====== DATA PROVIDED

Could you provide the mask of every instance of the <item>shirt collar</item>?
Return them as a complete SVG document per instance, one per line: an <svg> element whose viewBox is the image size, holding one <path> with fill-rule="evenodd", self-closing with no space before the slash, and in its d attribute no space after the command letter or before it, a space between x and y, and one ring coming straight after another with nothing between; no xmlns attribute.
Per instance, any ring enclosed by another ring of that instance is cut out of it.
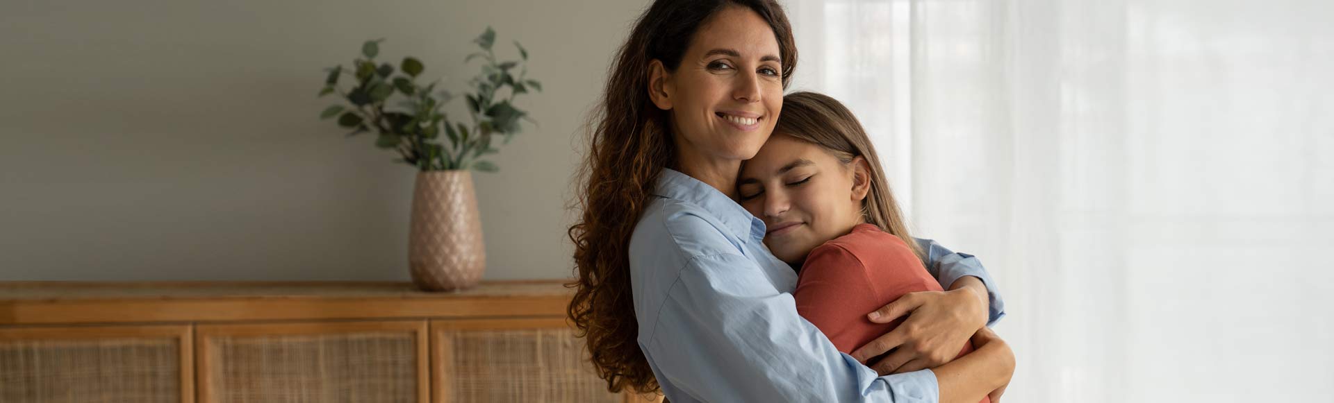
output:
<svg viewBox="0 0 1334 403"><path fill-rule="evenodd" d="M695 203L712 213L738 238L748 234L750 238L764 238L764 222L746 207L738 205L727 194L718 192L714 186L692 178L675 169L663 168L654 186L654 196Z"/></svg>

============
====== DATA PROVIDED

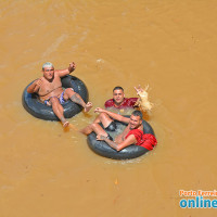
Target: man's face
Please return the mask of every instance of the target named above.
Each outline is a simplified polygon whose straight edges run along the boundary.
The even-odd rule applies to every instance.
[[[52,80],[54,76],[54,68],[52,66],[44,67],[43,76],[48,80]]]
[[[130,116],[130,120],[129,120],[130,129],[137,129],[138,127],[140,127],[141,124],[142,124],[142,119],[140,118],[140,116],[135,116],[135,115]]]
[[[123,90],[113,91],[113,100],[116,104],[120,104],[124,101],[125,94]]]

============
====== DATA PROVIDED

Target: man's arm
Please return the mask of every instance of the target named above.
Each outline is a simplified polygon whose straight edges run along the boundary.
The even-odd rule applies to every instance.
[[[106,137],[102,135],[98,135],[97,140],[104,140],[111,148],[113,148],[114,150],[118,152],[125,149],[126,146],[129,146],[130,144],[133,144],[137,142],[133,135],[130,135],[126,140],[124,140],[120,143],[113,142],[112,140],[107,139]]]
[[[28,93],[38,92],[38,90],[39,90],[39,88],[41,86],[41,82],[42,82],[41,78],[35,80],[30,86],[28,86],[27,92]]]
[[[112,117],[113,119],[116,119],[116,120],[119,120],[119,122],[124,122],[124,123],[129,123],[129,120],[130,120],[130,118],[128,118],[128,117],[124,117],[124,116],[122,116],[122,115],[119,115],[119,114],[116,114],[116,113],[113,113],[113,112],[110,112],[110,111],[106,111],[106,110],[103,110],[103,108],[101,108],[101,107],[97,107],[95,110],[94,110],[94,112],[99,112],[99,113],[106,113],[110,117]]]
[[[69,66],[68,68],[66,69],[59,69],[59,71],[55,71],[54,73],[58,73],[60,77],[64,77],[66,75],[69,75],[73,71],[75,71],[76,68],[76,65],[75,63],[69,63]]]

============

» DIRECTIONS: Find each line in the data above that contains the string "evenodd", and copy every such line in full.

» FINISHED ANSWER:
Return them as a complete SVG document per instance, one per line: an <svg> element whose viewBox is the image size, holding one <path> with fill-rule="evenodd", self-closing with no space before the slash, and in its d attribute no space after the command letter or before it, a space between x and y, and one ring coming straight after another with nothing between; no xmlns attribute.
<svg viewBox="0 0 1334 403"><path fill-rule="evenodd" d="M695 203L712 213L738 238L748 234L750 238L764 238L764 222L746 207L738 205L727 194L718 192L714 186L692 178L675 169L663 168L654 186L654 196Z"/></svg>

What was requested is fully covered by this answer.